[TASK DETAILS]
Copy these lines word for word, without the pictures.
--- begin DATASET EXTRACT ---
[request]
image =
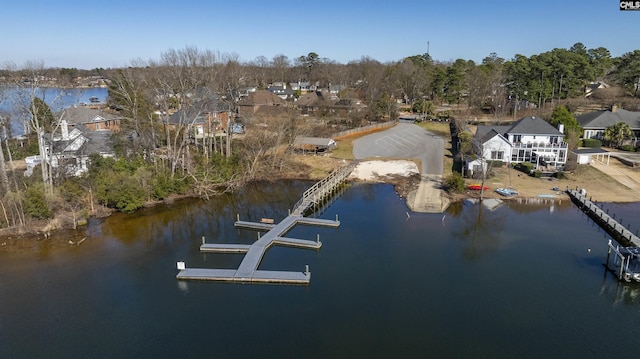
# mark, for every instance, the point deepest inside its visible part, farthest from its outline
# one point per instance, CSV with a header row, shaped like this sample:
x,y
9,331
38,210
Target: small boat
x,y
477,187
507,192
--- end DATASET EXTRACT ---
[SOLUTION]
[request]
image =
# mark, for every instance, the point deepest inside its visible part, farthest from its outline
# one point per instance, CSV with a header row, shaped like this sample:
x,y
9,331
38,210
Target: small boat
x,y
477,187
507,192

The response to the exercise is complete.